* GIVEN INSTRUCTION 1:
From the annual report excerpt, list every caption in the 2006 Proxy Statement under which the Item 10 information is included.
* GIVEN INSTRUCTION 2:
Copy a passage of the annual report excerpt word for word. Start at the words "Also, projections of" and stop after "of this Report.".
* GIVEN INSTRUCTION 3:
Continue the annual report excerpt past its last sentence.

* EXTRACT TO READ:

►

Because of its inherent limitations, internal control over financial reporting may not prevent or detect misstatements.
Also, projections of any evaluation of effectiveness to future periods are subject to the risks that controls may
become inadequate because of changes in conditions, or that the degree of compliance with the policies or
procedures may deteriorate.
PricewaterhouseCoopers LLP, the Company's independent registered public accounting firm, has audited
management's assessment of the effectiveness of the Company's internal control over financial reporting as of
March 31, 2006 as stated in their report which appears in Item 8 of this Report.
ITEM 9B. OTHER INFORMATION
None.
PART III
Certain information required by Part III is omitted from this Report on Form 10-K in that the Registrant will file its
definitive Proxy Statement for its Annual Meeting of Stockholders (the 2006 Proxy Statement) pursuant to
Regulation 14A of the Securities Exchange Act of 1934, as amended, not later than 120 days after the end of the
fiscal year covered by this Report, and certain information included in the 2006 Proxy Statement is incorporated
herein by reference.
ITEM 10. DIRECTORS AND EXECUTIVE OFFICERS OF THE REGISTRANT
The information required by this is included in the 2006 Proxy Statement under the captions "Election of Directors -
- Nominees," "Additional Information -- Executive Officers," "Additional Information -- Section 16(a) Beneficial
Ownership Reporting Compliance" and “Code of Business Conduct and Ethics” and is incorporated herein by
reference.

◄

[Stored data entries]
►

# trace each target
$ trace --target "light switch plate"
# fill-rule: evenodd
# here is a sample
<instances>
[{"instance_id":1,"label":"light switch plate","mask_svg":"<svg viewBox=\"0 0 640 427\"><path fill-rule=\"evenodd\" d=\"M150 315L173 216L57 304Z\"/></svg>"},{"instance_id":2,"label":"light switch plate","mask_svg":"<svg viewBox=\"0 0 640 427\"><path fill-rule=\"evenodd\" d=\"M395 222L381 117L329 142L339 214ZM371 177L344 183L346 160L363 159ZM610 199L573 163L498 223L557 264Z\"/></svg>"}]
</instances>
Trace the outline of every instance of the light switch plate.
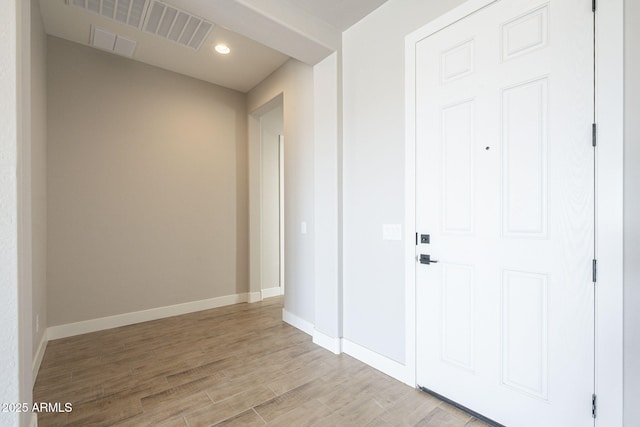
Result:
<instances>
[{"instance_id":1,"label":"light switch plate","mask_svg":"<svg viewBox=\"0 0 640 427\"><path fill-rule=\"evenodd\" d=\"M402 225L382 224L382 240L402 240Z\"/></svg>"}]
</instances>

◄

* TASK RESULT 1:
- Election of Directors -- Nominees
- Additional Information -- Executive Officers
- Additional Information -- Section 16(a) Beneficial Ownership Reporting Compliance
- Code of Business Conduct and Ethics

* TASK RESULT 2:
Also, projections of any evaluation of effectiveness to future periods are subject to the risks that controls may
become inadequate because of changes in conditions, or that the degree of compliance with the policies or
procedures may deteriorate.
PricewaterhouseCoopers LLP, the Company's independent registered public accounting firm, has audited
management's assessment of the effectiveness of the Company's internal control over financial reporting as of
March 31, 2006 as stated in their report which appears in Item 8 of this Report.

* TASK RESULT 3:
ITEM 11. EXECUTIVE COMPENSATION
The information required by this Item is included in the 2006 Proxy Statement under the captions "Election of
Directors -- Compensation of Directors," "Additional Information -- Executive Compensation" and is incorporated
herein by reference.
ITEM 12. SECURITY OWNERSHIP OF CERTAIN BENEFICIAL OWNERS AND MANAGEMENT AND
RELATED STOCKHOLDER MATTERS
The information required by this Item is set forth in the 2006 Proxy Statement under the captions "Additional
Information -- Security Ownership" and "Additional Information -- Equity Compensation Plan Information" and is
incorporated herein by reference.
ITEM 13. CERTAIN RELATIONSHIPS AND RELATED TRANSACTIONS
Information required by this Item is set forth in the 2006 Proxy Statement under the captions "Additional
Information -- Employment Contracts and Termination of Employment and Change in Control Arrangements,"
"Additional Information -- Compensation Committee Interlocks and Insider Participation," "Additional Information
-- Report of the Compensation Committee of the Board of Directors" and "Additional Information -- Stock
Performance Graph" and is incorporated herein by reference.